Input for this task START

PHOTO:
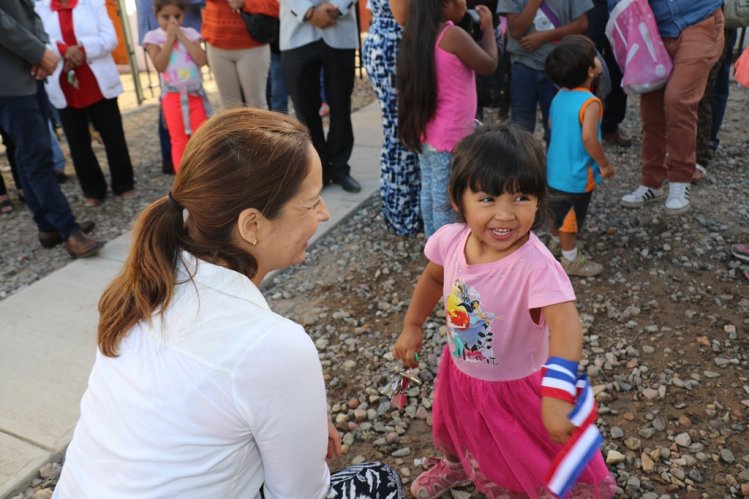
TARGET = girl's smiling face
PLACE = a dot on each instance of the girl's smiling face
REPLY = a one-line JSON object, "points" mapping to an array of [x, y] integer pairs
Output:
{"points": [[499, 224], [168, 14]]}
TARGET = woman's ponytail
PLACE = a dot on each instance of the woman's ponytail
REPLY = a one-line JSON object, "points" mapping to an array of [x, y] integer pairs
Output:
{"points": [[147, 280], [240, 159]]}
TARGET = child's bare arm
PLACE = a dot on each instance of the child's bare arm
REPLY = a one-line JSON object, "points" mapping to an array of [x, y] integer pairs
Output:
{"points": [[518, 24], [532, 41], [566, 342], [427, 293], [194, 48], [591, 118]]}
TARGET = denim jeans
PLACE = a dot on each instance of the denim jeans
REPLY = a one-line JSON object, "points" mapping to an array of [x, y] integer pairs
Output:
{"points": [[278, 94], [720, 99], [435, 175], [25, 119], [529, 87]]}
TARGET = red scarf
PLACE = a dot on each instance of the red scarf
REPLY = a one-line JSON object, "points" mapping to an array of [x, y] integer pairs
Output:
{"points": [[56, 5]]}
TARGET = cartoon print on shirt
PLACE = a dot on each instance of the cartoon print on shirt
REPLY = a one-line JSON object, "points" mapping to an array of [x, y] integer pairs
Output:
{"points": [[469, 325]]}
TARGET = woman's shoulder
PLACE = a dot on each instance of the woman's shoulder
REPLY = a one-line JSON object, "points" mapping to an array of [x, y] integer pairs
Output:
{"points": [[445, 237]]}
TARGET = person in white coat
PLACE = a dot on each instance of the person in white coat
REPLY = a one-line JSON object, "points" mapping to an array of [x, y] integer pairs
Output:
{"points": [[84, 87], [199, 390]]}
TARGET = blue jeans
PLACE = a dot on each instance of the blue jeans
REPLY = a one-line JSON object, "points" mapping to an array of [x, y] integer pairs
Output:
{"points": [[720, 99], [278, 93], [435, 175], [529, 87], [25, 119]]}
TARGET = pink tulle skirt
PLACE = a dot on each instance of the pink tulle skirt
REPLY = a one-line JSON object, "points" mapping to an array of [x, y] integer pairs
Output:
{"points": [[495, 428]]}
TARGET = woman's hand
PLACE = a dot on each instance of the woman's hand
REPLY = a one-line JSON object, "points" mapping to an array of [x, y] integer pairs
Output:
{"points": [[334, 441], [74, 57], [409, 343], [485, 15], [532, 41], [554, 416]]}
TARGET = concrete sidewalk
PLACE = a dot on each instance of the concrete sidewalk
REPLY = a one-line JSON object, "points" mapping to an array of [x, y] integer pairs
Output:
{"points": [[48, 331]]}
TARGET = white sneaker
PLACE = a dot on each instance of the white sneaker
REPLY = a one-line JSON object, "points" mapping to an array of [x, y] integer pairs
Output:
{"points": [[678, 198], [641, 196]]}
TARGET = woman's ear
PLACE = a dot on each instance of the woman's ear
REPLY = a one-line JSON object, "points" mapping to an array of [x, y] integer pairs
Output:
{"points": [[248, 225]]}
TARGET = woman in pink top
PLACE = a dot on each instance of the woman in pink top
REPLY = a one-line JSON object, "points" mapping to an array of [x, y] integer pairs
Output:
{"points": [[500, 419], [437, 93]]}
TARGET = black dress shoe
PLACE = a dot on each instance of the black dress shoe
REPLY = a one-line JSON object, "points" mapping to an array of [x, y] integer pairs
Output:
{"points": [[50, 239], [348, 183], [79, 245]]}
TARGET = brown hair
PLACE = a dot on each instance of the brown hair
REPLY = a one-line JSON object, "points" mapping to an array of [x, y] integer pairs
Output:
{"points": [[240, 159], [160, 4]]}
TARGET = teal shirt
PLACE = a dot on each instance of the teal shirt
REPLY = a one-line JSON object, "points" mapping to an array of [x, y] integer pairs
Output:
{"points": [[569, 167]]}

Input for this task END

**Task:** Search the entries for the string "shirt" and collect each line that has it.

**Response:**
TARGET = cartoon print on shirt
PLACE = a dot on each instance of the cartoon print on shirt
TARGET = teal shirt
PLACE = a dot on each instance of the teal shirt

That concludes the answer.